**Document excerpt**
501.BB Palestine/5–348: Telegram
The Secretary of State to the Embassy in the United Kingdom
1586. For Douglas from Lovett, The President has approved following emergency action with respect to Palestine, to be proposed by US Delegation at Lake Success:
- “1. An immediate and unconditional cease-fire for ten days beginning May 5.
- 2. An extension of the mandate for ten days.
- 3. A recess of the Special Session of GA for 10 days.
- 4. Immediate movement by air of following party from NY to
Middle East to expedite truce negotiations between
authorities on both sides who have full authority of
- Designated reps. of Arab Higher Committee and Arab States.
- Designated reps. of Jewish Agency for Palestine.
- Designated reps. of those countries holding
membership on SC
Truce Commission (US, France, Belgium).
(Note—Airplane to be furnished by President of US).
If Jerusalem cannot be agreed upon as common ground by both slides, each to select its own location, Truce Commission should undertake go-between functions. These truce negotiations to be brought to conclusion within a ten-day period.”1
We are cognizant of fact that an act of Parliament has been passed requiring termination of mandate for Palestine by May 15 and that in consequence British acquiescence to Point 2 above would require legislative action.
Please call on Bevin (and Attlee at your discretion) and explain that this provision is designed to provide some continuing framework of government in Palestine for a minimum period after truce deliberations have—as we hope—assured a cessation of hostilities. This brief respite would enable GA to recommend some more enduring, even though temporary, form of government for Palestine which would act as a caretaker until permanent solution can be found.
You may add to Bevin, however, that we attach principal importance to necessity of negotiating a cease-fire and an effective truce. The recent decisive military action taken by British authorities in Palestine is encouraging and gives us earnest to believe that British sense of responsibility will continue irrespective of formal dates.
If proposal for sending special truce party by air to Middle East materializes, President has indicated personal interest in doing all possible to further success of this venture. We are confident that British authorities in Palestine and elsewhere will likewise lend their utmost cooperation.

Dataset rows
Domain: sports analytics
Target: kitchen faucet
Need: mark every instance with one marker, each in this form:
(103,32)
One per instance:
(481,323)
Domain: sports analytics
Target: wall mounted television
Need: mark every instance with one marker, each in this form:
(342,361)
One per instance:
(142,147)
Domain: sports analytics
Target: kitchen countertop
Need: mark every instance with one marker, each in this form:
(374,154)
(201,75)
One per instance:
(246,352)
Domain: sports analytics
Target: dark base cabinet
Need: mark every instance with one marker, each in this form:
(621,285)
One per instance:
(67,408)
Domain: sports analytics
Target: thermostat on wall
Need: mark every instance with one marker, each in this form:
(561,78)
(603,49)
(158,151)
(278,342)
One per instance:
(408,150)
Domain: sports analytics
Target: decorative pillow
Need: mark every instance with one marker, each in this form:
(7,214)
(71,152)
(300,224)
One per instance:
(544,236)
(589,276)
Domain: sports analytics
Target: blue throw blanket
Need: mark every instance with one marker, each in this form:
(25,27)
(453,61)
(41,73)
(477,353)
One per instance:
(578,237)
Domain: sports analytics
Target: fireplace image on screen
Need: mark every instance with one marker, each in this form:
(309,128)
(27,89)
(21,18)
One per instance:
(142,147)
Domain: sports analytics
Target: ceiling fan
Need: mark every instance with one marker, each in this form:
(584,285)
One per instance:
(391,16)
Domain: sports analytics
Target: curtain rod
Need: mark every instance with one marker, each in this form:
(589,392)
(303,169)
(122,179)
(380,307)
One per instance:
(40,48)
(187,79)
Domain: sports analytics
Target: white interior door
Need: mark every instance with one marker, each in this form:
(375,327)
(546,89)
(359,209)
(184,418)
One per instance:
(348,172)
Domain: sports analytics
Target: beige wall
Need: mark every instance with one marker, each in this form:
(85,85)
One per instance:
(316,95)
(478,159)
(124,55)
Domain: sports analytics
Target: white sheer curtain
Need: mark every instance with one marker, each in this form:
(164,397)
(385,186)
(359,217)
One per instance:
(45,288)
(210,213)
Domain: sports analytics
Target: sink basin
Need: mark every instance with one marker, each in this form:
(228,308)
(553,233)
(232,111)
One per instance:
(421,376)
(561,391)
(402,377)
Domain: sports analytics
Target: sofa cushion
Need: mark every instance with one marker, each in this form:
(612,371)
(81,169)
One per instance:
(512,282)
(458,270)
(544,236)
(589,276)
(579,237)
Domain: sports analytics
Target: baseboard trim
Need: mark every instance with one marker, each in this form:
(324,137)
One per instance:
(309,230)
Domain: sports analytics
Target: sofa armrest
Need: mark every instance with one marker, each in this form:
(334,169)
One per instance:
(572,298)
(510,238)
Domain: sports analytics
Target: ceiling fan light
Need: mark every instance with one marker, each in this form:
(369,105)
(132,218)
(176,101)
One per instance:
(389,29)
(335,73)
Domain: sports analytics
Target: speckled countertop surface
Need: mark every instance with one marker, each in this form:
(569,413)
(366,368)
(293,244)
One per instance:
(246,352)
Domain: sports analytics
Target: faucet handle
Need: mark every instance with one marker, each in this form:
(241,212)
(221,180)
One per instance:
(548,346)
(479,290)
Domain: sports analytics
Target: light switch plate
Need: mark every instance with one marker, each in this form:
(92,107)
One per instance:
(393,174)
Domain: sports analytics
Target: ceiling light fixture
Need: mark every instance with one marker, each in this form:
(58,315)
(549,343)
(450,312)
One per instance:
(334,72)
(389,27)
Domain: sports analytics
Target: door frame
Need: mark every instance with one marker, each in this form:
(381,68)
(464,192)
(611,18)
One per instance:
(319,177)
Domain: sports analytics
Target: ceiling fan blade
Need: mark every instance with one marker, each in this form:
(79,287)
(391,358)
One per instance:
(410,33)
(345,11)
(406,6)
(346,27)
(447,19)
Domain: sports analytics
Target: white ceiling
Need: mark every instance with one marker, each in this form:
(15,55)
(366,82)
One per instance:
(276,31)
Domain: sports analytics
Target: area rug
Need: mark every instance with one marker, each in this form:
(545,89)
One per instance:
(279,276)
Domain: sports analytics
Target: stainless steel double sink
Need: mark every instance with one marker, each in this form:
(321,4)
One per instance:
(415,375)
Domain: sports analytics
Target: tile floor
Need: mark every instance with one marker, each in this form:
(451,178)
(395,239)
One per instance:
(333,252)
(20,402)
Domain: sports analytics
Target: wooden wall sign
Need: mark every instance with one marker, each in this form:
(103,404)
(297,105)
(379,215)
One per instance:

**Exercises**
• A. Find each line in the records that contains the word "light" and copy those lines.
• B. Pick up the Palestine telegram after its last sentence and keep writing it.

**Outputs in order**
• A.
Target: ceiling fan light
Target: light switch plate
Target: ceiling light fixture

• B.
Repeated for info only to USUN as 280, Jerusalem as 348, Cairo as 508, Baghdad as 139, Damascus as 154, Beirut as 206, Jidda as 162, Brussels as 651, Paris as 1500.
The quoted portion of this telegram was telephoned by Mr. Rusk, at New York, to Mr. McClintock at 10 a. m., May 3. Mr. Lovett communicated the gist of Mr. Rusk’s telephone message to President Truman at 10:40 the same morning. Mr. Lovett’s memorandum of conversation states that “The President said he approved the tentative program outlined by Mr. Rusk and was willing to make an airplane available. I said that this did not mean that we had to send the Independence but that any good C–54 would do.” Later the same day, the Rusk proposals were incorporated in New York’s telegram 557, with a request that the message be relayed to Consul Wasson at Jerusalem for transmittal to the Jewish Agency. The Department relayed the message at 6:30 p. m., eight minutes after its receipt.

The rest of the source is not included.